TASK OBJECTIVE => Please filter the listing below and copy out the lines that hold "person".

SUPPLIED ENTRIES =>
· · · · · · ·

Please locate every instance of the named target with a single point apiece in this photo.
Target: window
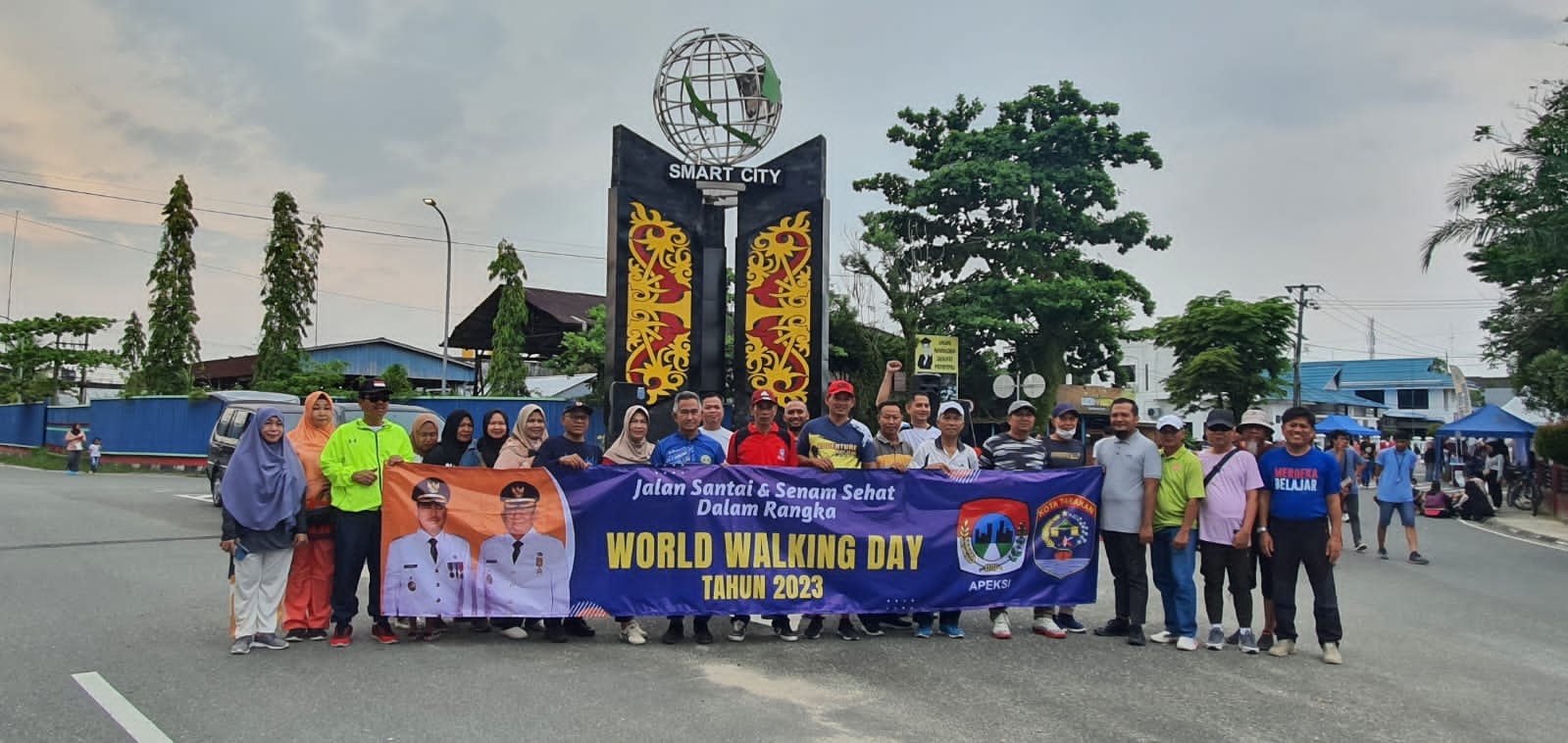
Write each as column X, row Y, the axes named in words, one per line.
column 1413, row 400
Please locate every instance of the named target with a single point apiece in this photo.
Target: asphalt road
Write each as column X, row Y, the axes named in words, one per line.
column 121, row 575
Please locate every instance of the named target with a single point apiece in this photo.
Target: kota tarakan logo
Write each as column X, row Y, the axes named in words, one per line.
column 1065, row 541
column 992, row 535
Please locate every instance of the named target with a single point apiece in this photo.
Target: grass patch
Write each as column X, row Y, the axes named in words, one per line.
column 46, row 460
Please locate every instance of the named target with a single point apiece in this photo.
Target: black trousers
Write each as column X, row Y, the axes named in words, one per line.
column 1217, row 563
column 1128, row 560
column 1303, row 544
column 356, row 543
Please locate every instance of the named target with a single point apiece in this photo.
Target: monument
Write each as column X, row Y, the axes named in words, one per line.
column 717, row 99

· · · · · · ·

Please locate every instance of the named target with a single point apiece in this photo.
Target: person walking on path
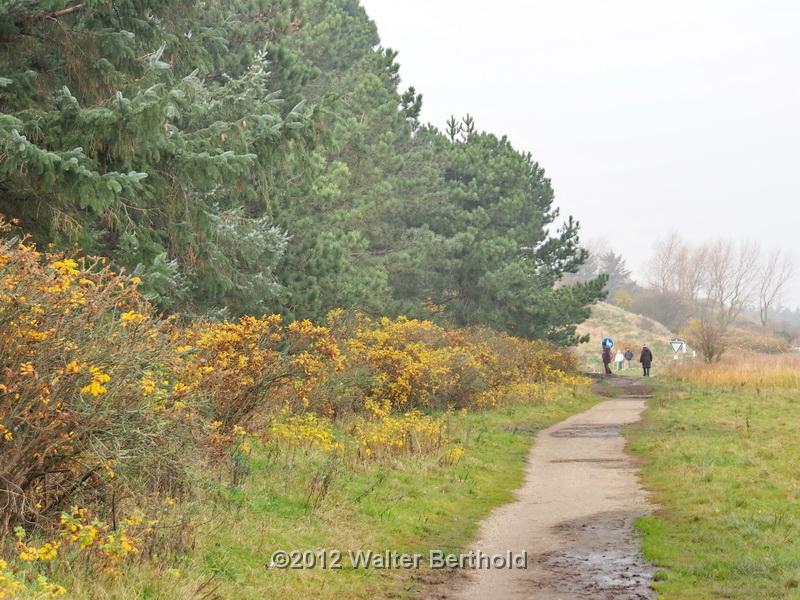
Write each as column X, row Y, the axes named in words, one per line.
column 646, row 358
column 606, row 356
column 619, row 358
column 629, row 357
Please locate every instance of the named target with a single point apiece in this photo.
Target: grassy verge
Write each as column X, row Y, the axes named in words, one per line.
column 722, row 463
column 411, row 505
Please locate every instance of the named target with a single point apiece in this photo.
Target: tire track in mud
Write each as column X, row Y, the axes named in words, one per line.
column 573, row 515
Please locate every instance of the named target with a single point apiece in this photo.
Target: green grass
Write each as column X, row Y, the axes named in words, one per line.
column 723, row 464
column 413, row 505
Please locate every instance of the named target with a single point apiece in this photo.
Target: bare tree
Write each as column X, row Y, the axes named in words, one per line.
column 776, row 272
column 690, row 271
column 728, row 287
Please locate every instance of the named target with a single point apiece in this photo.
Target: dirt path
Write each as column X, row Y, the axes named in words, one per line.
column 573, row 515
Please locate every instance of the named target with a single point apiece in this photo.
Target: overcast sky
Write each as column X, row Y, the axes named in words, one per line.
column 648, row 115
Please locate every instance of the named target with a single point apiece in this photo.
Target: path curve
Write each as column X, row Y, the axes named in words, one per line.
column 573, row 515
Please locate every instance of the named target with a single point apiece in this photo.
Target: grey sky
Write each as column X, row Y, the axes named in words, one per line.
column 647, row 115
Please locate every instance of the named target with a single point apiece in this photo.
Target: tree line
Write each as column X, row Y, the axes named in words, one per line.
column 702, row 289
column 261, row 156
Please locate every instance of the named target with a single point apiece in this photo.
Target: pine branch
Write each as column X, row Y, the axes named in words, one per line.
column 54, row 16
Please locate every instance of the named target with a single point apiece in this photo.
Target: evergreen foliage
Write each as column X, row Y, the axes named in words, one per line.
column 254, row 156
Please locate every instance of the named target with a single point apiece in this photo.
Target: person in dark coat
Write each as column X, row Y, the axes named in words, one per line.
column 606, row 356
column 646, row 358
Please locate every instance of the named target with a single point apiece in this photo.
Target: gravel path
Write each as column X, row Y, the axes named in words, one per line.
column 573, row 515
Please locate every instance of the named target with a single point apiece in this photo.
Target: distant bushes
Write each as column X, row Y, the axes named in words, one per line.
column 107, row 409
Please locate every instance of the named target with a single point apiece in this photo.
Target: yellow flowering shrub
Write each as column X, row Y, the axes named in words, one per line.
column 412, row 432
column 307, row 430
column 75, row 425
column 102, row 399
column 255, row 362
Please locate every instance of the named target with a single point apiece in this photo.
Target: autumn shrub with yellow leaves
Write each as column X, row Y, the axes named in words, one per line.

· · · · · · ·

TASK RESPONSE =>
Target: person walking on path
Target: person in dark coat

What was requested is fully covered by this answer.